The right part shows how much faster FlashAttention is compared to PyTorch attention. FlashAttention is 7.6 times faster than PyTorch attention on GPT-2.

FlashAttention algorithm | Comparison with PyTorch attention (Image source)

Below we see a diagram of FlashAttention forward pass. It works by dividing the attention computation into blocks. This avoids having to read and write from HBM (High-Bandwidth Memory), which is slow and expensive.

FlashAttention forward pass (Image source)

Some of the inefficiencies of FlashAttention are:

It can only reach 25-40% of the maximum possible speed: up to 124 TFLOPS on A100 GPU.
It does not parallelize the attention computation across different thread blocks, which limits the occupancy and efficiency of the GPU.
It does not distribute the work between GPU warps (a group of threads that execute the same instruction in parallel on a GPU) within each thread block, which causes unnecessary shared memory.

### [Input data]
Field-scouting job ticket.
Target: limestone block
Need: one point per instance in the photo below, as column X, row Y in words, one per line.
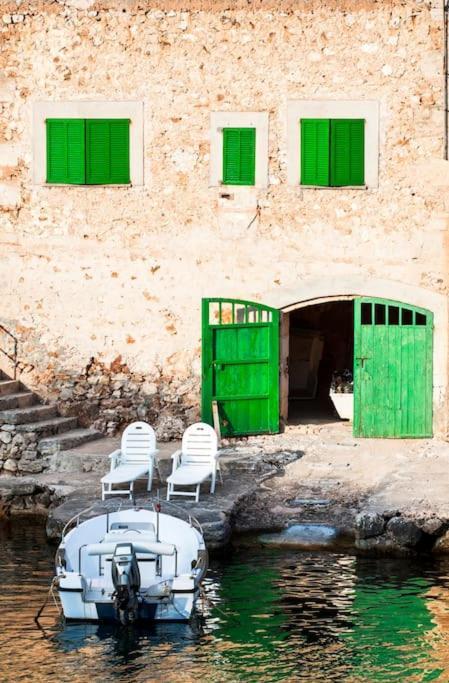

### [Problem A]
Return a span of the FlashAttention text word for word, beginning at the words that contain "Below we see" and stopping after "pass (Image source)".
### [Problem B]
Extend the FlashAttention text past its final sentence.
The listing has no connection to the FlashAttention text.

### [Exercise answer A]
Below we see a diagram of FlashAttention forward pass. It works by dividing the attention computation into blocks. This avoids having to read and write from HBM (High-Bandwidth Memory), which is slow and expensive.

FlashAttention forward pass (Image source)

### [Exercise answer B]
FlashAttention-2

The improved version, FlashAttention-2, fixes some of these inefficiencies, by using:

Better Parallelism: FlashAttention-2 parallelizes the attention computation across different thread blocks on the GPU, even for a single head, to increase occupancy and utilization.

Better work partitioning: FlashAttention-2 uses a new partitioning scheme that distributes the work between warps (a group of 32 threads working together) within each thread block to reduce communication through shared memory.

This enables it to reach 50-73% of the A100 GPU’s peak speed. This is a big improvement over FlashAttention, which reached only 25-40% of the peak speed.

In the picture below we can see the work partitioning between different warps in the forward pass for FlashAttention and FlashAttention-2.

For each block, FlashAttention uses the “sliced-K” scheme. It splits K and V across 4 warps while keeping Q accessible by all warps.
FlashAttention-2 divides Q across 4 warps while keeping K and V accessible by all warps. This splitting in FlashAttention-2 reduces the amount of synchronization and communication between different warps, resulting in less shared memory reads/writes.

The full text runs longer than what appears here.